Objective
Report every line in the records below that contains the word "tree", copying each such line in full.

Items from a data source:
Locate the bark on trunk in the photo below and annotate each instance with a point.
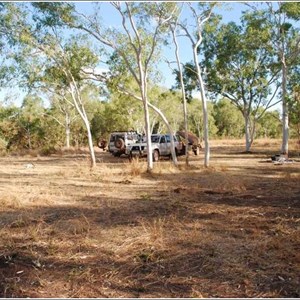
(185, 115)
(204, 109)
(248, 134)
(285, 113)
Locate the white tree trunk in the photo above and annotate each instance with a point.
(248, 133)
(68, 131)
(185, 114)
(75, 93)
(285, 113)
(204, 108)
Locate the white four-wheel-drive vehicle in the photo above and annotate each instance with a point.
(119, 141)
(160, 144)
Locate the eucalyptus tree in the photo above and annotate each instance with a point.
(137, 44)
(136, 41)
(285, 35)
(64, 60)
(200, 14)
(179, 71)
(240, 65)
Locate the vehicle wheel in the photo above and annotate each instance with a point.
(155, 155)
(119, 143)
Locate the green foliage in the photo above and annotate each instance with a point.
(228, 119)
(195, 118)
(269, 125)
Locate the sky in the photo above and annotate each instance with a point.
(230, 12)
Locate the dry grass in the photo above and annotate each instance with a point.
(231, 230)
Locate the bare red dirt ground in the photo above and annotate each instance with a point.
(231, 230)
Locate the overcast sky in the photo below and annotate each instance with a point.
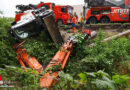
(8, 6)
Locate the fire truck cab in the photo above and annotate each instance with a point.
(106, 15)
(100, 12)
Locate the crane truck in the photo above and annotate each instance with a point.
(97, 11)
(63, 13)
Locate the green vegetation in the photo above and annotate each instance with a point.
(92, 68)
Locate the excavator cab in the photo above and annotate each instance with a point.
(30, 23)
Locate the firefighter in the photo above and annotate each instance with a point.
(81, 20)
(74, 24)
(76, 17)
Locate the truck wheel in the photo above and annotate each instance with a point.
(92, 20)
(105, 20)
(59, 22)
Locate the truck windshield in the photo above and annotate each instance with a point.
(70, 10)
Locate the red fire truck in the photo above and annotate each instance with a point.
(107, 14)
(63, 14)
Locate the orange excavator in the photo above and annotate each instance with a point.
(31, 24)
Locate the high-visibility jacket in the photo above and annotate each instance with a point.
(81, 19)
(74, 20)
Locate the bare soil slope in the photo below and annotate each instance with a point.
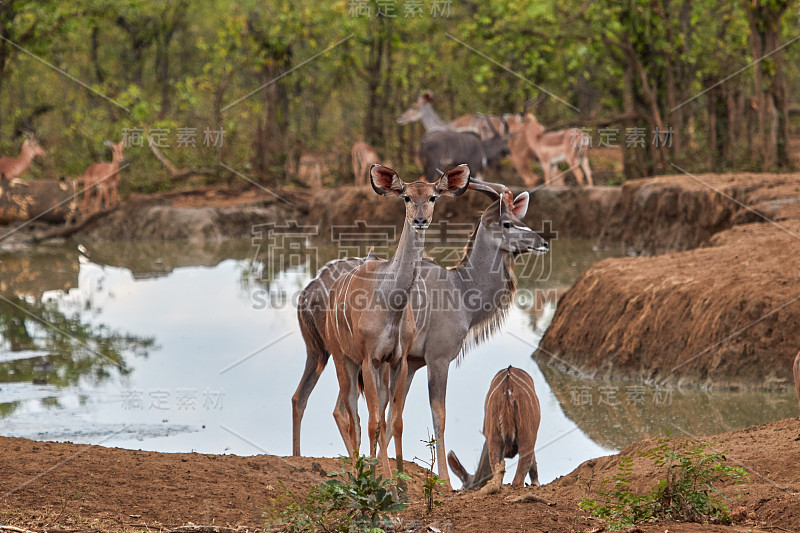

Correct answer
Locate the white tree trunk in the photo above and annotate each instance with a point.
Locate the eucalyptus tree in the photo above and annotate each instance with a point.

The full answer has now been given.